The required answer is the count of lines in the records that contain "grass", with no other text.

[Image point grounding data]
——
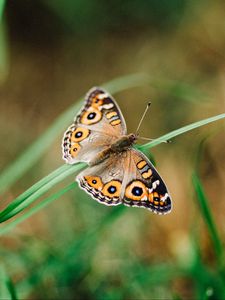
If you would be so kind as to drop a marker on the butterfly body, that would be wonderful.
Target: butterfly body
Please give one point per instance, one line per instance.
(117, 172)
(117, 147)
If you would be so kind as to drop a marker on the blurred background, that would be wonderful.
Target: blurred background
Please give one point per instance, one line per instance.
(52, 53)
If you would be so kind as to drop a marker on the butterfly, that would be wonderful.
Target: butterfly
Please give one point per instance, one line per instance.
(117, 173)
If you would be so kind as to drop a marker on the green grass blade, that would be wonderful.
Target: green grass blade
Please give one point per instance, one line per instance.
——
_Response_
2